### DATA SUPPLIED ###

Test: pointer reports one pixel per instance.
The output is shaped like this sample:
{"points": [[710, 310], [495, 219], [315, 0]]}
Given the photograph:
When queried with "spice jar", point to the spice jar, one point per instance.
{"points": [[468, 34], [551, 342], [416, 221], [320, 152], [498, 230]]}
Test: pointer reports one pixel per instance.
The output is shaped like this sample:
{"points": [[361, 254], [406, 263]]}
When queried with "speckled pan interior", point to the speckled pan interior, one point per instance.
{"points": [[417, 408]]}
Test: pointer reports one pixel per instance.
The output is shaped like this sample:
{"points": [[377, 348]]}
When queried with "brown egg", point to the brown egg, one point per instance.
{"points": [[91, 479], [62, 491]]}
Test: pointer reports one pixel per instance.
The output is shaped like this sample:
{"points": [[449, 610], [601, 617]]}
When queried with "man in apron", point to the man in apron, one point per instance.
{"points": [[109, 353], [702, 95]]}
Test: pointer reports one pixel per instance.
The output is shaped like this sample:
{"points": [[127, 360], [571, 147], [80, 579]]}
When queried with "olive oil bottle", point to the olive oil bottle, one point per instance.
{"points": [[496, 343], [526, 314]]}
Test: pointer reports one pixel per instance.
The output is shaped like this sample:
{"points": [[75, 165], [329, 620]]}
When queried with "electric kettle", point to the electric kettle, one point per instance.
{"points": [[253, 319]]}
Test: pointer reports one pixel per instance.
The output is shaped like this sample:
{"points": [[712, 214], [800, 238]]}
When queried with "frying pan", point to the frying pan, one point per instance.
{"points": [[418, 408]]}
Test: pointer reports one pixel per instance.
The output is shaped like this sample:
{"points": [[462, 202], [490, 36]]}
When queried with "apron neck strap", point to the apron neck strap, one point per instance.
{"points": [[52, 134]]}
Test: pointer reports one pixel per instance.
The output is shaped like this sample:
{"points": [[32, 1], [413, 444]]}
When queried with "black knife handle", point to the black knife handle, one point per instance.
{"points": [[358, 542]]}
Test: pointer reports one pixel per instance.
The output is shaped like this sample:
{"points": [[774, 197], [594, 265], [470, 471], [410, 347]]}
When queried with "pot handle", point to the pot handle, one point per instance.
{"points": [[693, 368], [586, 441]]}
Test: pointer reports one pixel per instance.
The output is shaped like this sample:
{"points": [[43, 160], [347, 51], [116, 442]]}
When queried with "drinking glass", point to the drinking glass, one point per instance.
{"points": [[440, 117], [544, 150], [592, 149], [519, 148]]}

###

> _TASK DESCRIPTION_
Copy out the whole listing, exactly as written.

> _EXERCISE OUTPUT_
Test: pointer reports one pixel per instance.
The output is shaped like this sample:
{"points": [[710, 310], [495, 219], [315, 0]]}
Given the photograph:
When queried with "spice jar", point to the spice jar, one point per instance.
{"points": [[468, 34], [551, 342], [416, 221], [320, 152], [498, 230]]}
Test: pointer reports one pixel per instance.
The output is shaped like this sample:
{"points": [[361, 254], [406, 263]]}
When queried with "speckled pan interior", point to the speckled pan interior, one point per instance.
{"points": [[417, 408]]}
Test: pointer reports one pixel per instance.
The output is shaped like this sample:
{"points": [[377, 348]]}
When queried with "brown egg", point to the brown egg, one point per instance.
{"points": [[91, 479], [62, 491]]}
Test: pointer reports one pixel per instance.
The output is shaped like this sample:
{"points": [[449, 610], [601, 617]]}
When queried with "man in apron", point to the man in apron, one point per instance.
{"points": [[109, 353], [702, 95]]}
Test: pointer reports one pixel per instance.
The output is shaped like this sample:
{"points": [[127, 360], [571, 147], [80, 579]]}
When queried with "olive oil bottle", point to the olive oil bottle, one point per instance.
{"points": [[496, 343], [526, 314]]}
Test: pointer reports one pixel per instance.
The output is shaped like this sample:
{"points": [[75, 165], [329, 620]]}
When queried with "electric kettle", point to the electric kettle, one point per instance.
{"points": [[253, 319]]}
Test: pointer reports one pixel per instance.
The output is shaped like this sample:
{"points": [[712, 214], [800, 238]]}
When queried with "frying pan", point to the frying pan, one point per instance.
{"points": [[418, 408]]}
Test: pointer reports one pixel per instance.
The output is shaped like this sample:
{"points": [[462, 202], [490, 36]]}
When queried with "apron neck strap", point to the apron neck strap, one point per instance.
{"points": [[52, 134]]}
Test: pointer reports one pixel per instance.
The output is shaped like this sample:
{"points": [[32, 1], [413, 444]]}
When queried with "black knife handle", point to the black knife handle, one point per instance.
{"points": [[358, 542]]}
Test: pointer reports one pixel per instance.
The output is shaped like this sample:
{"points": [[774, 197], [594, 265], [470, 471], [410, 347]]}
When queried with "pot handle", point to the pot handle, one point per instance.
{"points": [[693, 368], [586, 441]]}
Test: pointer reports one pixel per instance.
The output is shaped like this sample:
{"points": [[43, 160], [347, 51], [116, 442]]}
When queried with "drinking glass", point to the drinking glass, one point per instance.
{"points": [[440, 117], [544, 150], [592, 149], [519, 148]]}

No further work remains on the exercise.